▶ [Task description] Read the records and write them out again exactly.

▶ [Material for this task]
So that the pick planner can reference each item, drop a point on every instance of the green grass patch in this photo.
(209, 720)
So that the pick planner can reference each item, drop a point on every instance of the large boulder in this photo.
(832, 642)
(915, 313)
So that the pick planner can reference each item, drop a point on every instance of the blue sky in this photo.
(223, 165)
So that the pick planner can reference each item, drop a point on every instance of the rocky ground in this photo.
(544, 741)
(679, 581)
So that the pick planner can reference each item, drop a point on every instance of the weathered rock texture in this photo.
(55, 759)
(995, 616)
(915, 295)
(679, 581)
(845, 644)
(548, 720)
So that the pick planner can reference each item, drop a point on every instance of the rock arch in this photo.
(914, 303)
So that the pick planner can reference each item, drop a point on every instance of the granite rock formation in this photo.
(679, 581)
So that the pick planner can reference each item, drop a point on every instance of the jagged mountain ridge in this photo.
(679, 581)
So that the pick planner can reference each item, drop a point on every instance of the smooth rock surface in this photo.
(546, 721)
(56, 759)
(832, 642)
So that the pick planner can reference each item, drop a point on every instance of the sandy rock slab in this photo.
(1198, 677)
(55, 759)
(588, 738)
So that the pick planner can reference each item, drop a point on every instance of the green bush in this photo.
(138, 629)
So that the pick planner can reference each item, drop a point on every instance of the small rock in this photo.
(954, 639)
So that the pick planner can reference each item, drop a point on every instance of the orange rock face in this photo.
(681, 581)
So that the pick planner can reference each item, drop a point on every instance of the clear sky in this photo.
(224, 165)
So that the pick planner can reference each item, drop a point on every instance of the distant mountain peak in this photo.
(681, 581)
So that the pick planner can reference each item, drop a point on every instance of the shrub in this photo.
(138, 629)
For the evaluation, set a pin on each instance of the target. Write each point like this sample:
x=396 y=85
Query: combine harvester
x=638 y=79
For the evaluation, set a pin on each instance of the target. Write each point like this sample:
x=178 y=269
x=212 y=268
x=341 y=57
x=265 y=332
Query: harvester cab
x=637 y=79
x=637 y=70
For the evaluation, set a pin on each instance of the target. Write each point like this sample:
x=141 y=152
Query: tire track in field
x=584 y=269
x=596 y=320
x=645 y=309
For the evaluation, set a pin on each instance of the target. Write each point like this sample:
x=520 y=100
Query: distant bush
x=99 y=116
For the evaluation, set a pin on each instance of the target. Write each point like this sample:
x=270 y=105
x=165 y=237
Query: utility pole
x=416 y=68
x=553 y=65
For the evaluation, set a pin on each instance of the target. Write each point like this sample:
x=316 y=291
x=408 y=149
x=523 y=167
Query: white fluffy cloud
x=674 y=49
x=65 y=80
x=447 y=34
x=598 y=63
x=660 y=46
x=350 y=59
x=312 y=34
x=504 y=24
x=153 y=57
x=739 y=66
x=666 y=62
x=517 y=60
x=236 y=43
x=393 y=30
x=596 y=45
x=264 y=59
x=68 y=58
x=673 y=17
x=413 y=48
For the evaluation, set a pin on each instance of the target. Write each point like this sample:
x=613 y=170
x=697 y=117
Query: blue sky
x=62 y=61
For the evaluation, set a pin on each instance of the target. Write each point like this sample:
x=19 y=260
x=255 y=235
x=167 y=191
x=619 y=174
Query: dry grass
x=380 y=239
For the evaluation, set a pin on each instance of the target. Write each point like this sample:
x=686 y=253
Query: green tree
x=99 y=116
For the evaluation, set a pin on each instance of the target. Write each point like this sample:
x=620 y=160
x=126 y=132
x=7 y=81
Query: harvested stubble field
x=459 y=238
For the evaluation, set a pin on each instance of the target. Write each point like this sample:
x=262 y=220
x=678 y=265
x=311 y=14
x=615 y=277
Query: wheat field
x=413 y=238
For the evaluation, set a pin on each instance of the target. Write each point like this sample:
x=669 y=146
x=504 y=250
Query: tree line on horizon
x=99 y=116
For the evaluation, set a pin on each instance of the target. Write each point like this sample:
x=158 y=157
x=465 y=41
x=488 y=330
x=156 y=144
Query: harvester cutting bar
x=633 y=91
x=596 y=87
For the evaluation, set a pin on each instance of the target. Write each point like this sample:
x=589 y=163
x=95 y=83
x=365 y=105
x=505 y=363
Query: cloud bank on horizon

▶ [Result for this task]
So that the pick planner can reference each item, drop a point on every instance of the green grass patch in this photo.
(209, 720)
So that the pick planner can reference each item, drop a point on every instance of the large boulder in this photo.
(832, 642)
(915, 313)
So that the pick planner can reference each item, drop a point on every instance of the blue sky in this photo.
(223, 165)
So that the pick planner can reference each item, drop a point on every instance of the rocky ground in this photo.
(544, 741)
(679, 581)
So that the pick planner can reference each item, drop a point on every instance of the weathered rock texture in this photo.
(55, 759)
(995, 616)
(915, 295)
(679, 581)
(845, 644)
(548, 720)
So that the pick planner can reference each item, drop a point on every instance of the rock arch in this photo.
(914, 303)
So that the pick planner can reference each item, drop a point on every instance of the granite rock formation in this photo.
(679, 581)
So that the pick planner can reference each item, drop a point on every instance of the jagged mountain ridge in this photo.
(679, 581)
So that the pick planner can reference each item, drop a point on every instance of the smooth rock surface in this photo.
(546, 721)
(56, 759)
(832, 642)
So that the pick planner can reference each item, drop a point on every instance of the sandy rock slab in this photo.
(1198, 677)
(55, 759)
(588, 738)
So that the pick planner can reference each item, drop a point on every instance of the green bush in this photo.
(138, 629)
So that the pick planner can reference each item, drop a point on every instance of the small rock in this photo.
(954, 639)
So that the pick planner can reference each item, drop a point on every instance of the orange rock face in this photo.
(681, 581)
So that the pick planner can reference each item, drop a point on every instance of the clear sky in this photo.
(224, 165)
So that the pick planner can reference each item, drop a point on every instance of the distant mountain peak in this photo.
(681, 581)
So that the pick planner can reference each item, drop a point on every instance of the shrub in this photo.
(138, 629)
For the evaluation, set a pin on each instance of the target. Write each point like this sample:
x=396 y=85
Query: combine harvester
x=638 y=79
For the evaluation, set a pin on each instance of the target. Write each point like this sample:
x=178 y=269
x=212 y=268
x=341 y=57
x=265 y=332
Query: harvester cab
x=637 y=79
x=637 y=70
For the evaluation, set a pin on each instance of the target. Write each point like this sample:
x=141 y=152
Query: tire track in field
x=584 y=269
x=596 y=320
x=645 y=309
For the evaluation, set a pin on each instance of the target. Write each point like this sample:
x=520 y=100
Query: distant bush
x=99 y=116
For the evaluation, set a pin on each instance of the target. Write each point like this sample:
x=270 y=105
x=165 y=237
Query: utility pole
x=416 y=68
x=553 y=65
For the evaluation, set a pin on each instance of the target. Write each point like this sample:
x=316 y=291
x=408 y=149
x=523 y=167
Query: white fluffy cloud
x=674 y=49
x=65 y=80
x=447 y=34
x=598 y=63
x=660 y=46
x=350 y=59
x=312 y=34
x=504 y=24
x=153 y=57
x=739 y=66
x=666 y=62
x=517 y=60
x=236 y=43
x=393 y=30
x=596 y=45
x=264 y=59
x=68 y=58
x=673 y=17
x=413 y=48
For the evaluation, set a pin on each instance of the target. Write each point like this sample:
x=613 y=170
x=697 y=117
Query: blue sky
x=62 y=61
For the evaluation, set a pin on each instance of the target. Write each point like this sample:
x=19 y=260
x=255 y=235
x=167 y=191
x=619 y=174
Query: dry grass
x=380 y=239
For the evaluation, set a pin on each instance of the target. Write each point like this sample:
x=686 y=253
Query: green tree
x=99 y=116
For the evaluation, set a pin on each instance of the target. Write each point like this sample:
x=620 y=160
x=126 y=132
x=7 y=81
Query: harvested stubble field
x=459 y=238
For the evaluation, set a pin on each instance of the target. Write each point like this sample:
x=262 y=220
x=678 y=265
x=311 y=14
x=615 y=277
Query: wheat field
x=413 y=238
For the evaluation, set a pin on each instance of the target. Write each point like this sample:
x=669 y=146
x=504 y=250
Query: tree line on horizon
x=99 y=116
For the evaluation, set a pin on each instance of the target. Write each point like this sample:
x=158 y=157
x=465 y=41
x=488 y=330
x=156 y=144
Query: harvester cutting bar
x=633 y=91
x=596 y=87
For the evaluation, set a pin on each instance of the target. Write each point like this sample:
x=589 y=163
x=95 y=83
x=365 y=105
x=505 y=363
Query: cloud bank on horizon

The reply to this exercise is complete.